Problem details: Beneath this instruction is a block of data; output from it exactly the lines that run from the one containing "Extract overcast sky" through the one containing "Extract camera strap", inclusive.

(Collected data entries)
-=-=-=-=-

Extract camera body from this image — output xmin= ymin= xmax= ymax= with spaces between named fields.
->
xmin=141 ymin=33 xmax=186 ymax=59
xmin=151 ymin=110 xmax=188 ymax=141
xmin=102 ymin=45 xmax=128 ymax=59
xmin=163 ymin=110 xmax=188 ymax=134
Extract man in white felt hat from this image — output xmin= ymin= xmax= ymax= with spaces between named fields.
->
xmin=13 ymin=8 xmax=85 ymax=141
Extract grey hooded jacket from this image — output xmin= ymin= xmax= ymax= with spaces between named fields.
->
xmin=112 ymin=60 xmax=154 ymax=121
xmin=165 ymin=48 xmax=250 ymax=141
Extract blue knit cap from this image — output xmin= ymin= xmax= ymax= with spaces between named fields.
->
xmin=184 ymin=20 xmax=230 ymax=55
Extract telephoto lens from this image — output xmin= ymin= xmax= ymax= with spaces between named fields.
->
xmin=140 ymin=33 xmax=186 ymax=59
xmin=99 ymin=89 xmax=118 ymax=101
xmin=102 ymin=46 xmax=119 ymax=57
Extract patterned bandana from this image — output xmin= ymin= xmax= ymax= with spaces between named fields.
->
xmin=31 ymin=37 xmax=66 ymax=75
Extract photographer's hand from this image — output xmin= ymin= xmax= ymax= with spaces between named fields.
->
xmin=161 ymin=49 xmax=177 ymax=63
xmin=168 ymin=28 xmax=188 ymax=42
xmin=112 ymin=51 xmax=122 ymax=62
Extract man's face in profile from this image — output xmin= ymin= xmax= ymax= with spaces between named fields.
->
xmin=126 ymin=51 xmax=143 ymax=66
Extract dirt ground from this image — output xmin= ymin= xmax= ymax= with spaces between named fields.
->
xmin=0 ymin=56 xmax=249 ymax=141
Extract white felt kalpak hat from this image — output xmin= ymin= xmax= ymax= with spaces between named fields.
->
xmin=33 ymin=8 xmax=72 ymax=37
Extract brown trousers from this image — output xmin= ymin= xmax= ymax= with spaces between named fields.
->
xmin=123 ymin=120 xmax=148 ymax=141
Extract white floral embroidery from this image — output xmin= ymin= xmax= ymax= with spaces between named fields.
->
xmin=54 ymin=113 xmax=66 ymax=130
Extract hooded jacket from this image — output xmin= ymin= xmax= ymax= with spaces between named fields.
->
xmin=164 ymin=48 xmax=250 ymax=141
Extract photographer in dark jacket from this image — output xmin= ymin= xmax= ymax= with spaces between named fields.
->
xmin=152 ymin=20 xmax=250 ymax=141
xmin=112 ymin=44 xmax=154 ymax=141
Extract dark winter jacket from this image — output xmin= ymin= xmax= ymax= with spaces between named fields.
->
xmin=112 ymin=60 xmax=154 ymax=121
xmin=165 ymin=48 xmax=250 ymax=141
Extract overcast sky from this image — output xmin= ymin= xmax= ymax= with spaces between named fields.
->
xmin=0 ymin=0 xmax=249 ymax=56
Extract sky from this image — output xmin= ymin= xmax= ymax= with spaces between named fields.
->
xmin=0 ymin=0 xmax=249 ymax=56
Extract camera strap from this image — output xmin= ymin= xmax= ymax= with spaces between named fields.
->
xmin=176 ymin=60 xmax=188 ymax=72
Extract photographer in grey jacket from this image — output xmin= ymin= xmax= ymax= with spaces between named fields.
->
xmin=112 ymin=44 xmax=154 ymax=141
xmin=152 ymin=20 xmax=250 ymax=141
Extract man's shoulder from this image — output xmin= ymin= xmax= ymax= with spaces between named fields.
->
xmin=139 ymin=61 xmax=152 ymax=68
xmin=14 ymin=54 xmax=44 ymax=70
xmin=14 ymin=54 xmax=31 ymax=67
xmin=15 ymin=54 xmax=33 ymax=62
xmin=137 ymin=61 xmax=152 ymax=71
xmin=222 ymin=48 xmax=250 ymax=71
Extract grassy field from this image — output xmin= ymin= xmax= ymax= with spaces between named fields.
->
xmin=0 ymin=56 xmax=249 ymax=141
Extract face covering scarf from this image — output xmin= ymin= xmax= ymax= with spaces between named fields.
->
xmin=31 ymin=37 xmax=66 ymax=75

-=-=-=-=-

Solution for this problem:
Extract overcast sky from this image — output xmin= ymin= xmax= ymax= with spaces between named fields.
->
xmin=0 ymin=0 xmax=249 ymax=56
Extract sky from this image — output xmin= ymin= xmax= ymax= with spaces between named fields.
->
xmin=0 ymin=0 xmax=249 ymax=56
Extract camera strap from this image — output xmin= ymin= xmax= ymax= with spaces between named fields.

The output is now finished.